(Object point labels)
## BEGIN

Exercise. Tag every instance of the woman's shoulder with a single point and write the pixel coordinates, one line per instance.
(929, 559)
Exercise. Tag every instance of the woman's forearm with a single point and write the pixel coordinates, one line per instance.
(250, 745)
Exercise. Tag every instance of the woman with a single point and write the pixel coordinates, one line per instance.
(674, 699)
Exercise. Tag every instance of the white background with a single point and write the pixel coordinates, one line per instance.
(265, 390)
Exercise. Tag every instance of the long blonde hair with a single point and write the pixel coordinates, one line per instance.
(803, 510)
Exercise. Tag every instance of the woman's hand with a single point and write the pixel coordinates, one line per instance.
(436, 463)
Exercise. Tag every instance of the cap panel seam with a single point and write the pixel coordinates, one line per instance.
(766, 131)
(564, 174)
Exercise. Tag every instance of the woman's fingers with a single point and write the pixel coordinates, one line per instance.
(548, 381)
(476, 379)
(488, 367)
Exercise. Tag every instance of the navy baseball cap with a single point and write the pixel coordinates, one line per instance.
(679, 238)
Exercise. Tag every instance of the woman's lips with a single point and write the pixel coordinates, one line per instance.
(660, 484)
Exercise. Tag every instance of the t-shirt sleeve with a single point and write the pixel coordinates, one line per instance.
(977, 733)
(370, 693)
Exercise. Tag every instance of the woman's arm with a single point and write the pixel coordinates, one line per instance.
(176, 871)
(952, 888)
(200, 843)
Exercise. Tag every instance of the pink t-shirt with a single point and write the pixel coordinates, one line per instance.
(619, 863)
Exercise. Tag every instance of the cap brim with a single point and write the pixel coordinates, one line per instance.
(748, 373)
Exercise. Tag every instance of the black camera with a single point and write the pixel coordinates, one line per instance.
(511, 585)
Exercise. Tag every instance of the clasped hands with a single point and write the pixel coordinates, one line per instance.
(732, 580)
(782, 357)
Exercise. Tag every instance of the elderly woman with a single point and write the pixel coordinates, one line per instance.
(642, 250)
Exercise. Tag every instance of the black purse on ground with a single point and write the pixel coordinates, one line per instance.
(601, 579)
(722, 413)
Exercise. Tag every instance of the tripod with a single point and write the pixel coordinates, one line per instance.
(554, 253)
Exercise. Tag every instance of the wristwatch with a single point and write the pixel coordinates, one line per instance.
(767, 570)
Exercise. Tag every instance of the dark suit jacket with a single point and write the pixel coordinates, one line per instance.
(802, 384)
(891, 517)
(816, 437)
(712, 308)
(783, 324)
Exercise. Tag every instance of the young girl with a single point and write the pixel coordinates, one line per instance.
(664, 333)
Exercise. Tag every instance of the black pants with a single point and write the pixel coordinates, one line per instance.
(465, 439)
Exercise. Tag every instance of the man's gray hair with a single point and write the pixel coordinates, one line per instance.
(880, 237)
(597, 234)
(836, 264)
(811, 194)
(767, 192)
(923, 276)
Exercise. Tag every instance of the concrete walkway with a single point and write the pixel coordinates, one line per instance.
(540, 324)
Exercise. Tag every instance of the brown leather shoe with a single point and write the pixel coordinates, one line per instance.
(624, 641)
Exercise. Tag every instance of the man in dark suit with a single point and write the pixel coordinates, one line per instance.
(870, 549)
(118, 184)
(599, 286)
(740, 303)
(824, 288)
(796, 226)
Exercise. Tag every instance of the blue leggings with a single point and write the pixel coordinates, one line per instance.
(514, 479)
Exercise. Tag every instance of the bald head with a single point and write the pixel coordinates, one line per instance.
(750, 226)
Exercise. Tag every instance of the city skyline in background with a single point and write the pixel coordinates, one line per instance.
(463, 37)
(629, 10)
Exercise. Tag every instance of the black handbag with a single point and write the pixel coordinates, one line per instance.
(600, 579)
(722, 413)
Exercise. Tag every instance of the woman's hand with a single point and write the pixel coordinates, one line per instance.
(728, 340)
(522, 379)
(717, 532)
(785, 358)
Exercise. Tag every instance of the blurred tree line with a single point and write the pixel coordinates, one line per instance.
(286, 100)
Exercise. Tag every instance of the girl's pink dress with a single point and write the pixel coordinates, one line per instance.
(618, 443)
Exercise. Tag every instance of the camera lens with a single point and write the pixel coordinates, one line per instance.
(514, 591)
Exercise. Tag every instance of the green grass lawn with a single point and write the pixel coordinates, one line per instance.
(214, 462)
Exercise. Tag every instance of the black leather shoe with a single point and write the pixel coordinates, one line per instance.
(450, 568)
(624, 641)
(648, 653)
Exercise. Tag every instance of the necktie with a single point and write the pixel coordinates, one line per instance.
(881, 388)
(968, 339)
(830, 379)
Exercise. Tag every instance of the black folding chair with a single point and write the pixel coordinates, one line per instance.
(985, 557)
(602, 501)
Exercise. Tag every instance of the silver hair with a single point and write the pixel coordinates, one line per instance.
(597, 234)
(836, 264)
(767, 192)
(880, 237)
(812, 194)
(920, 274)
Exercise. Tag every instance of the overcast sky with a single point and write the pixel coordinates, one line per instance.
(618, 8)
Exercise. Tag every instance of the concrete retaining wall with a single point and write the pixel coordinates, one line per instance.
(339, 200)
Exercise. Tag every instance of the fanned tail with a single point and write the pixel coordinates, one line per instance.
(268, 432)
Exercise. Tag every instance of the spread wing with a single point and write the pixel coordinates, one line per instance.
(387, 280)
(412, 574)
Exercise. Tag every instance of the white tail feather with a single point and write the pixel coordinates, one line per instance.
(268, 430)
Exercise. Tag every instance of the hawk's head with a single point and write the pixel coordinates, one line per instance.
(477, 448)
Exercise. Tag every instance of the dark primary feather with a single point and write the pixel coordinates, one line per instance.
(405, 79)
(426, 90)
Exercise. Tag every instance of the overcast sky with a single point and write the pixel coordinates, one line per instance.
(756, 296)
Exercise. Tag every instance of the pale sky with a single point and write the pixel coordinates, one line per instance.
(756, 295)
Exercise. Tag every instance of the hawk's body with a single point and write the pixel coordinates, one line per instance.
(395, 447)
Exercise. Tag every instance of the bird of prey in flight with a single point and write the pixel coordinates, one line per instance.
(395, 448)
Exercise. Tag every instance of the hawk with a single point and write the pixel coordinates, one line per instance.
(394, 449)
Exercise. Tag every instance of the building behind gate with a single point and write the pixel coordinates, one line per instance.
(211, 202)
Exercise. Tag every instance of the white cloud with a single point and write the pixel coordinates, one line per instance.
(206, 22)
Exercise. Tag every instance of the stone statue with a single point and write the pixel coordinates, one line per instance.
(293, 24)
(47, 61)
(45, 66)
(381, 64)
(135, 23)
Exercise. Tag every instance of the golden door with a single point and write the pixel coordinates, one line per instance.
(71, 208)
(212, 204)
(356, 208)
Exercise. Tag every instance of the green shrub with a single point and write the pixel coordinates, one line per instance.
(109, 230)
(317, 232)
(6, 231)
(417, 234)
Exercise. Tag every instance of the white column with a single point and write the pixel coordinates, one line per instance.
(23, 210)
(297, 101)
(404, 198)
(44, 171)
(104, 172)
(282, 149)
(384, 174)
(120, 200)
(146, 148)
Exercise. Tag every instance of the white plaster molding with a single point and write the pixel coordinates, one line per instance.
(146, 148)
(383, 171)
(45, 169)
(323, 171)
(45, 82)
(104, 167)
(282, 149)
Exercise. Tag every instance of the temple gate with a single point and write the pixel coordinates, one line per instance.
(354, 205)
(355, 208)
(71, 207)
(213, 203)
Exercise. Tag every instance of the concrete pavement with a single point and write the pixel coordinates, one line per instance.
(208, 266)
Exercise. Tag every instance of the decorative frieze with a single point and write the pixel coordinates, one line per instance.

## END

— TO BE DONE —
The lines above should be duplicated exactly.

— EXERCISE RESPONSE —
Exercise. Tag every instance of the woman's shoulder with a single point and write the pixel coordinates, one line per instance.
(929, 559)
Exercise. Tag every instance of the woman's forearm with a single point and write the pixel coordinates, one line per instance.
(250, 745)
Exercise. Tag every instance of the woman with a single point and write the pixel coordinates, one line per instance.
(674, 699)
Exercise. Tag every instance of the white background with a single point and write the pixel coordinates, one line per instance.
(265, 390)
Exercise. Tag every instance of the long blonde hair with a single point and write the pixel coordinates, one line per instance.
(803, 510)
Exercise. Tag every instance of the woman's hand with a single point and write the pixel coordinates, one line per instance.
(436, 463)
Exercise. Tag every instance of the cap panel seam with a single point and write the pixel coordinates, one line per instance.
(766, 131)
(564, 174)
Exercise. Tag every instance of the woman's fingers with a single point and write the pixel coordinates, one line per instance.
(548, 381)
(476, 379)
(488, 367)
Exercise. Tag every instance of the navy baseball cap with a single point and write the pixel coordinates, one line per instance.
(679, 238)
Exercise. Tag every instance of the woman's lips with a single point and write the pixel coordinates, one line per instance.
(660, 484)
Exercise. Tag every instance of the t-shirt sleeve with a single point and write the pixel coordinates, one line per instance.
(977, 733)
(370, 693)
Exercise. Tag every instance of the woman's arm with a single point and write the pixel coordinates, one line per instance.
(176, 871)
(952, 888)
(200, 843)
Exercise. Tag every instance of the pink t-shirt with a single point and write the pixel coordinates, one line per instance.
(619, 863)
Exercise. Tag every instance of the cap brim with a single point and write the pixel coordinates, one line per instance.
(748, 373)
Exercise. Tag every instance of the black camera with a single point and write the pixel coordinates, one line per instance.
(511, 585)
Exercise. Tag every instance of the clasped hands with a single point and write the pixel coordinates, one line per instance.
(732, 580)
(782, 357)
Exercise. Tag every instance of the elderly woman with a single point and write the pixel coordinates, one line per instance.
(642, 250)
Exercise. Tag every instance of the black purse on ground with a single point and write the pixel coordinates, one line per instance.
(601, 579)
(722, 413)
Exercise. Tag every instance of the tripod with a single point and write the pixel coordinates, one line per instance.
(554, 253)
Exercise. Tag every instance of the wristwatch with a single point and write the pixel coordinates, one line per instance.
(767, 570)
Exercise. Tag every instance of the dark suit jacket with a single point and write the pixel coordinates, one line per instance.
(802, 384)
(891, 517)
(816, 437)
(712, 308)
(783, 324)
Exercise. Tag every instance of the young girl with a single point and write the pixel coordinates, one line per instance.
(664, 333)
Exercise. Tag every instance of the black pants with a single point and write the pixel coordinates, one line per instance.
(465, 439)
Exercise. Tag every instance of the man's gray hair with a single point and write the pixel coordinates, one line per instance.
(880, 237)
(597, 234)
(836, 264)
(811, 194)
(767, 192)
(923, 276)
Exercise. Tag every instance of the concrete walkway with a single point and write the pixel coordinates, one line per instance.
(540, 324)
Exercise. Tag every instance of the brown leather shoe with a single point and write the pixel coordinates, one line per instance.
(624, 641)
Exercise. Tag every instance of the man in dark suit with a single point and write the pixel coordinates, one line per instance.
(870, 549)
(118, 184)
(599, 286)
(740, 303)
(824, 288)
(796, 226)
Exercise. Tag every instance of the blue leggings with a single point and write the pixel coordinates, one line per instance.
(514, 479)
Exercise. Tag every instance of the bald head with a single point and write the pixel coordinates, one line per instance.
(750, 226)
Exercise. Tag every instance of the city skyline in background with a single point and write the pixel coordinates, one line per instance.
(463, 37)
(629, 10)
Exercise. Tag every instance of the black handbag with a single point and write the pixel coordinates, one line per instance.
(600, 579)
(722, 413)
Exercise. Tag every instance of the woman's hand with a single point and write the pixel coordinates, one line per instance.
(728, 340)
(522, 379)
(717, 532)
(785, 358)
Exercise. Tag every instance of the blurred tree line with a single point and write the pixel coordinates, one line per instance.
(286, 100)
Exercise. Tag every instance of the girl's pink dress with a single point and write the pixel coordinates, one line per instance.
(618, 443)
Exercise. Tag every instance of the camera lens with a single point and write the pixel coordinates, one line per instance.
(514, 591)
Exercise. Tag every instance of the green grass lawn with a single point and write the pixel coordinates, one line per instance.
(214, 462)
Exercise. Tag every instance of the black leather shoe with a single point and write the pixel coordinates, one line per instance.
(450, 568)
(624, 641)
(648, 653)
Exercise. Tag every instance of the necktie with a single point and write the pixel coordinates, one line per instance.
(881, 388)
(968, 339)
(830, 379)
Exercise. Tag every instance of the black folding chair with a single point and write the pixel coordinates, one line per instance.
(985, 557)
(602, 501)
Exercise. Tag every instance of the silver hair with a single point and write the pixel coordinates, one line per instance.
(597, 234)
(836, 264)
(767, 192)
(880, 237)
(812, 194)
(920, 274)
Exercise. Tag every instance of the overcast sky with a single point and write the pixel coordinates, one line per instance.
(618, 8)
Exercise. Tag every instance of the concrete retaining wall with a single point and write the pixel coordinates, one line per instance.
(339, 200)
Exercise. Tag every instance of the fanned tail with a single point and write the pixel coordinates, one line per instance.
(268, 432)
Exercise. Tag every instance of the spread wing with a single point and write the pixel coordinates, one line per instance.
(387, 280)
(412, 574)
Exercise. Tag every instance of the white tail feather with a single point and write the pixel coordinates, one line per instance.
(268, 430)
Exercise. Tag every instance of the hawk's head with a single point and write the pixel coordinates, one line per instance.
(477, 448)
Exercise. Tag every instance of the dark primary feather with a single point and write the pixel coordinates, one line per instance.
(405, 79)
(426, 90)
Exercise. Tag every instance of the overcast sky with a single point and write the pixel coordinates, one line per instance.
(756, 296)
Exercise. Tag every instance of the pale sky with a single point and write the pixel coordinates, one line per instance.
(756, 295)
Exercise. Tag every instance of the hawk's body with a single point and write the pixel coordinates, one line per instance.
(395, 447)
Exercise. Tag every instance of the bird of prey in flight with a single point and write the pixel coordinates, one line per instance.
(395, 448)
Exercise. Tag every instance of the hawk with a single point and write the pixel coordinates, one line per instance.
(394, 449)
Exercise. Tag every instance of the building behind gate with a single point and write the pixel coordinates, one line per instance.
(211, 202)
Exercise. Tag every instance of the white cloud with a single point and write the pixel coordinates, one line per instance.
(206, 22)
Exercise. Tag every instance of the stone statue with a single point and write the pixel coordinates, one line per instance.
(293, 24)
(47, 61)
(45, 66)
(381, 64)
(135, 23)
Exercise. Tag every instance of the golden door with a single point and write the pixel coordinates, one line per instance.
(71, 208)
(212, 204)
(356, 208)
Exercise. Tag every instance of the green shrub with a single point and write the pixel coordinates, one line per instance.
(109, 230)
(317, 232)
(6, 231)
(417, 234)
Exercise. Tag every instance of the white column with a single point and write the pixel coordinates, one line per instance.
(23, 210)
(297, 101)
(404, 198)
(44, 171)
(104, 172)
(282, 149)
(384, 174)
(120, 200)
(146, 148)
Exercise. Tag every instance of the white plaster molding with a single point and write the pixel coordinates, one line per instance.
(146, 148)
(383, 171)
(45, 169)
(323, 171)
(45, 82)
(104, 167)
(282, 149)
Exercise. Tag every instance of the temple gate with a single point and write the pixel coordinates, one line per instance.
(354, 205)
(355, 208)
(71, 207)
(213, 203)
Exercise. Tag every instance of the concrete pavement with a single point and write the pixel coordinates, one line per instance.
(208, 266)
Exercise. Tag every instance of the decorative frieze with a single point and write the pixel coordinates, one line per instance.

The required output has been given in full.